(Einträge aus einer Beschriftungssammlung)
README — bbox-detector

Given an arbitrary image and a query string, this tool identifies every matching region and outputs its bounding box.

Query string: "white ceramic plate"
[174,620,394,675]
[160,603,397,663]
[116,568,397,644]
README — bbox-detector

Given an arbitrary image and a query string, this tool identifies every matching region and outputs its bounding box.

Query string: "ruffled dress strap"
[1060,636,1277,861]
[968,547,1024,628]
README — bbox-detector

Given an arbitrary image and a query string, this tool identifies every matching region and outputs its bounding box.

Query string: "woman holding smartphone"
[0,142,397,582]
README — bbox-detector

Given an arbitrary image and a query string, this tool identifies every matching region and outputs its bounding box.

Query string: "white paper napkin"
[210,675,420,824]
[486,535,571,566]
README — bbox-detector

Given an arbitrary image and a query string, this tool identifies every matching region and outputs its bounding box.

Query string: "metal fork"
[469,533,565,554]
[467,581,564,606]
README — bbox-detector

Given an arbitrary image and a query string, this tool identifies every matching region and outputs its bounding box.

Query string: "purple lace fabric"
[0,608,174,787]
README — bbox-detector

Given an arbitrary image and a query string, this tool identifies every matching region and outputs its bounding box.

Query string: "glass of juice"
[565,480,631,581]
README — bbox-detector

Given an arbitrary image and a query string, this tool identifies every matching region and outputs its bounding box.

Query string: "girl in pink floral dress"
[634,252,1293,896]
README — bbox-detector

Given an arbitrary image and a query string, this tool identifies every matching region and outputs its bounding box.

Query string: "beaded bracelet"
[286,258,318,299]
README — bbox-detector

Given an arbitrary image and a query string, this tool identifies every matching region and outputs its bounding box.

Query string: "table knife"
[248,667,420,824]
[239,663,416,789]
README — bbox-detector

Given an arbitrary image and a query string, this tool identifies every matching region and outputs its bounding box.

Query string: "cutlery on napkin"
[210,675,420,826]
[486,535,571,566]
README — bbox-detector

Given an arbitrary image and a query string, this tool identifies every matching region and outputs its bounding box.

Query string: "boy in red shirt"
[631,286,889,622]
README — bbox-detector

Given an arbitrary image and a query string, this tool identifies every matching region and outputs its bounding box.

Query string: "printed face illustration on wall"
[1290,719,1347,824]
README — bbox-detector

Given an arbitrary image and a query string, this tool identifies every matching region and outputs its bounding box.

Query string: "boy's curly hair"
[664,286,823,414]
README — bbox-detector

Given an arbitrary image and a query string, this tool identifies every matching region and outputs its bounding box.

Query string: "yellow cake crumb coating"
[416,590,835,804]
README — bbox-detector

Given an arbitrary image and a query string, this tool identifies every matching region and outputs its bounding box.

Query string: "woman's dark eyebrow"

§ Ihre Anweisungen: Stelle die Zeilen oben als Markdown-Tabelle dar, mit der Spalte „Nr.“ für eine fortlaufende Zeilennummer und der Spalte „Inhalt“ für die jeweilige Zeile. Leerzeilen werden dabei ausgelassen.

§ Vollständige Antwort:
| Nr. | Inhalt |
|---|---|
| 1 | README — bbox-detector |
| 2 | Given an arbitrary image and a query string, this tool identifies every matching region and outputs its bounding box. |
| 3 | Query string: "white ceramic plate" |
| 4 | [174,620,394,675] |
| 5 | [160,603,397,663] |
| 6 | [116,568,397,644] |
| 7 | README — bbox-detector |
| 8 | Given an arbitrary image and a query string, this tool identifies every matching region and outputs its bounding box. |
| 9 | Query string: "ruffled dress strap" |
| 10 | [1060,636,1277,861] |
| 11 | [968,547,1024,628] |
| 12 | README — bbox-detector |
| 13 | Given an arbitrary image and a query string, this tool identifies every matching region and outputs its bounding box. |
| 14 | Query string: "woman holding smartphone" |
| 15 | [0,142,397,582] |
| 16 | README — bbox-detector |
| 17 | Given an arbitrary image and a query string, this tool identifies every matching region and outputs its bounding box. |
| 18 | Query string: "white paper napkin" |
| 19 | [210,675,420,824] |
| 20 | [486,535,571,566] |
| 21 | README — bbox-detector |
| 22 | Given an arbitrary image and a query string, this tool identifies every matching region and outputs its bounding box. |
| 23 | Query string: "metal fork" |
| 24 | [469,533,565,554] |
| 25 | [467,581,564,606] |
| 26 | README — bbox-detector |
| 27 | Given an arbitrary image and a query string, this tool identifies every matching region and outputs its bounding box. |
| 28 | Query string: "purple lace fabric" |
| 29 | [0,608,174,787] |
| 30 | README — bbox-detector |
| 31 | Given an arbitrary image and a query string, this tool identifies every matching region and outputs its bounding box. |
| 32 | Query string: "glass of juice" |
| 33 | [565,480,631,581] |
| 34 | README — bbox-detector |
| 35 | Given an arbitrary image and a query string, this tool identifies every matching region and outputs its bounding box. |
| 36 | Query string: "girl in pink floral dress" |
| 37 | [634,252,1293,896] |
| 38 | README — bbox-detector |
| 39 | Given an arbitrary image and a query string, this tool identifies every matching region and outputs its bounding box. |
| 40 | Query string: "beaded bracelet" |
| 41 | [286,258,318,299] |
| 42 | README — bbox-detector |
| 43 | Given an arbitrary image and a query string, this tool identifies every matching region and outputs its bounding box. |
| 44 | Query string: "table knife" |
| 45 | [248,667,420,824] |
| 46 | [239,663,416,789] |
| 47 | README — bbox-detector |
| 48 | Given an arbitrary image and a query string, this tool identifies every matching region and outputs its bounding box. |
| 49 | Query string: "cutlery on napkin" |
| 50 | [210,675,420,826] |
| 51 | [486,535,571,566] |
| 52 | README — bbox-detector |
| 53 | Given an arbitrary image and a query string, this tool identifies every matching region and outputs its bounding box. |
| 54 | Query string: "boy in red shirt" |
| 55 | [631,286,889,622] |
| 56 | README — bbox-detector |
| 57 | Given an arbitrary image and a query string, this tool identifies every matching region and outputs its bounding box. |
| 58 | Query string: "printed face illustration on wall" |
| 59 | [1290,719,1347,824] |
| 60 | README — bbox-detector |
| 61 | Given an arbitrary image and a query string, this tool identifies every matching region and outputs its bounding box. |
| 62 | Query string: "boy's curly hair" |
| 63 | [664,286,823,414] |
| 64 | README — bbox-detector |
| 65 | Given an arbitrary image and a query string, this tool identifies every matching region and outputs its bounding box. |
| 66 | Query string: "yellow cake crumb coating" |
| 67 | [416,590,835,804] |
| 68 | README — bbox-detector |
| 69 | Given an arbitrary image and a query string, this tool identifies every matching region and outputs its bounding box. |
| 70 | Query string: "woman's dark eyebrow" |